BEGIN Data records
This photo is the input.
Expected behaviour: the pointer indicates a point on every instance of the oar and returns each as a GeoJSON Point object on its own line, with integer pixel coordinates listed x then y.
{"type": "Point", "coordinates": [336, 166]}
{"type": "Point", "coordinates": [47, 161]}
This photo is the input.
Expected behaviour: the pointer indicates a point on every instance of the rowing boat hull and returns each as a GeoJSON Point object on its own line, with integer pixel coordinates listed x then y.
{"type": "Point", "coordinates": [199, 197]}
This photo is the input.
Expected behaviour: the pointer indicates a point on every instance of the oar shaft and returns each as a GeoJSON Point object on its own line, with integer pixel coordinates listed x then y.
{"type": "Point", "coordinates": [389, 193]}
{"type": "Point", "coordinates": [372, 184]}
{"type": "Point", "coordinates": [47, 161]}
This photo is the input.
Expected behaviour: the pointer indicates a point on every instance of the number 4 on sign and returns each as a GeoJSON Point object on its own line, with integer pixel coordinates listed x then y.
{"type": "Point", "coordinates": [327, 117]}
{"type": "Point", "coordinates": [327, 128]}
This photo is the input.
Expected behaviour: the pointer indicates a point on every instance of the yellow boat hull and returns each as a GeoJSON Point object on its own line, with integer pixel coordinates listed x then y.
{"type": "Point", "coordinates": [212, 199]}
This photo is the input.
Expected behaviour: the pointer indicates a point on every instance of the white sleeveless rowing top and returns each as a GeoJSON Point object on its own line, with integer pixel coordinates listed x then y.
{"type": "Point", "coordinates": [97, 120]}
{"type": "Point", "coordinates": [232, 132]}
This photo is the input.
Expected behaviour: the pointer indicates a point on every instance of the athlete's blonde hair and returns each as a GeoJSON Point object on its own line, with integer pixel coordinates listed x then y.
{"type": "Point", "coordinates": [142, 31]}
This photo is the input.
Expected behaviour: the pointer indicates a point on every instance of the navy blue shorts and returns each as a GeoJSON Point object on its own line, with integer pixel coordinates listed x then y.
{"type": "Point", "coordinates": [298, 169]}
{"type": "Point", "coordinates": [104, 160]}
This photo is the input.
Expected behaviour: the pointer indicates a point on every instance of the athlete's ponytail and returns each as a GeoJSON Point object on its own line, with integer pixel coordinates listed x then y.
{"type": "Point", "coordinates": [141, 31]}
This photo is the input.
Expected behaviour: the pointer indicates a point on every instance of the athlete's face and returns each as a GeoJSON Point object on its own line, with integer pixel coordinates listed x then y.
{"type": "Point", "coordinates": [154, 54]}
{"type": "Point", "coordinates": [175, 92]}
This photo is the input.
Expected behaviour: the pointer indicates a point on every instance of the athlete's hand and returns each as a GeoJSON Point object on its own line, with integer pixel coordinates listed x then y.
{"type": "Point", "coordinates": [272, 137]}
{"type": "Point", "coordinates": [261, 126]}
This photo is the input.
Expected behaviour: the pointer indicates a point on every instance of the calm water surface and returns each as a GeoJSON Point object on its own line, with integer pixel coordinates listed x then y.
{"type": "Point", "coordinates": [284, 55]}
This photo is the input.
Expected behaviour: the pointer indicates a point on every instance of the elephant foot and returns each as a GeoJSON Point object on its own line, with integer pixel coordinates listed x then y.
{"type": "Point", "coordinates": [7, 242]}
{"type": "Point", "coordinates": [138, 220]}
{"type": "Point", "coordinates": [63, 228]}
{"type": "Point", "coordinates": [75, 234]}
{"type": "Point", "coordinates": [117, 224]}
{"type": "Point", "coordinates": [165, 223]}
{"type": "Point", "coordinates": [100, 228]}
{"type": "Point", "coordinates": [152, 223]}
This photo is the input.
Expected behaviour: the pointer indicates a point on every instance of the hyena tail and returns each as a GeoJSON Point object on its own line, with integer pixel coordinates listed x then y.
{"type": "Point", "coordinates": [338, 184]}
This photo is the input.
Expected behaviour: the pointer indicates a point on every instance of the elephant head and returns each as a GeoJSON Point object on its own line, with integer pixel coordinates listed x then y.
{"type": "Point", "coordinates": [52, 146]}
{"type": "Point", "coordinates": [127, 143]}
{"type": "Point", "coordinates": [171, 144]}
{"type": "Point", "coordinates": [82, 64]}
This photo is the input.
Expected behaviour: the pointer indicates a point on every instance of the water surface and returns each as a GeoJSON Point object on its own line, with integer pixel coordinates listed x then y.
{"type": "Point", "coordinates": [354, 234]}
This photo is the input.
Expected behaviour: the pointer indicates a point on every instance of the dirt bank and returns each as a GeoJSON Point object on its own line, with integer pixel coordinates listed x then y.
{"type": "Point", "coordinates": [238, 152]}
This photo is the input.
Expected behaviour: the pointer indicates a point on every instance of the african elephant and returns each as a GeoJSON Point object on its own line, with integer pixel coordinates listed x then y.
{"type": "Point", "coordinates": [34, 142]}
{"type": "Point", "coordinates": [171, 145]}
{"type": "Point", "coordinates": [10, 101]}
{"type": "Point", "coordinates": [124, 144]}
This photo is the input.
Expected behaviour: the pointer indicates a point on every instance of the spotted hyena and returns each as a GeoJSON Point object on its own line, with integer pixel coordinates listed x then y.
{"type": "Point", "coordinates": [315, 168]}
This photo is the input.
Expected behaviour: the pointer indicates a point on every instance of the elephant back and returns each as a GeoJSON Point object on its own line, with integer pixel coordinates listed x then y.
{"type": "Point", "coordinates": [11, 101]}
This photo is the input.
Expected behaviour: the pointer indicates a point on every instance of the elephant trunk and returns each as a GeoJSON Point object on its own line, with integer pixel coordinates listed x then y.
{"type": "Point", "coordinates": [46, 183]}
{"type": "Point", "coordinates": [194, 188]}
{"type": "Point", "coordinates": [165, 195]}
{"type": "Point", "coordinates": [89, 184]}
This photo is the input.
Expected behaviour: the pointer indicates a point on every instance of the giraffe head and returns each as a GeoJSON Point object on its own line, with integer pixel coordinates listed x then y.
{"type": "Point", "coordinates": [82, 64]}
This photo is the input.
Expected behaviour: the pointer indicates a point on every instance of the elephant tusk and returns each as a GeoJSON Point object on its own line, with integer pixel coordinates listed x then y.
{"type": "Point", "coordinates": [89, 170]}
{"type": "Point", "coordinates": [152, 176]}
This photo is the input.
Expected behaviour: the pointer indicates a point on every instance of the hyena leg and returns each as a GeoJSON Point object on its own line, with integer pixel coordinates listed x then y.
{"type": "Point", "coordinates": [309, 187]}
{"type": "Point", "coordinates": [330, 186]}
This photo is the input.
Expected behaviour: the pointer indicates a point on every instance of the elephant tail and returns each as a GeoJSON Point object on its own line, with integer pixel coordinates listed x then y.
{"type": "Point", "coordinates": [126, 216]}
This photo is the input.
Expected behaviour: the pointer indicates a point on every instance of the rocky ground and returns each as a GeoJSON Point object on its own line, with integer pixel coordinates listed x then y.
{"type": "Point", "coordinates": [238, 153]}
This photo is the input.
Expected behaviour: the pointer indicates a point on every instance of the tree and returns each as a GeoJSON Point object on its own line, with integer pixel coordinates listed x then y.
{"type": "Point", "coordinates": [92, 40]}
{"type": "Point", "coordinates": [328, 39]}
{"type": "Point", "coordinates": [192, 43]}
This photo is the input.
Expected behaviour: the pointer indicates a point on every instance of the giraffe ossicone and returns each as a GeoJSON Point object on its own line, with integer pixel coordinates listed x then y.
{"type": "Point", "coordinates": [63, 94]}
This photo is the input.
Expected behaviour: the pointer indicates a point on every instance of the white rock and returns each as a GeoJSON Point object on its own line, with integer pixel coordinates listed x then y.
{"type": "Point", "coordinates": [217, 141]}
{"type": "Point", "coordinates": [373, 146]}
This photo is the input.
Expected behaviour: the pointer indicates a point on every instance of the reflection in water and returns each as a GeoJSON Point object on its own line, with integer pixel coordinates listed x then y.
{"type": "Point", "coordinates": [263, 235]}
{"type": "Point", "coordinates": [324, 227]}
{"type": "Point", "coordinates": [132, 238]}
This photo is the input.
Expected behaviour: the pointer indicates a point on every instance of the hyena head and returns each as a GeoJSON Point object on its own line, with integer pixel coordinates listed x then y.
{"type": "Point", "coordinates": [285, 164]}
END Data records
Please copy only the lines from the one with "of the reflection" through the final line of the records above, both ends included.

(Answer to the exercise)
Expected behaviour: the pointer indicates a point on every instance of the reflection in water and returns each as a GeoJSON Point object on its own line, with integer pixel coordinates listed x then y.
{"type": "Point", "coordinates": [263, 235]}
{"type": "Point", "coordinates": [324, 227]}
{"type": "Point", "coordinates": [132, 238]}
This photo is the input.
Expected behaviour: the pointer indicates a point on every instance of the hyena head and returns each as a GeoJSON Point object on its own line, with integer pixel coordinates listed x then y.
{"type": "Point", "coordinates": [285, 164]}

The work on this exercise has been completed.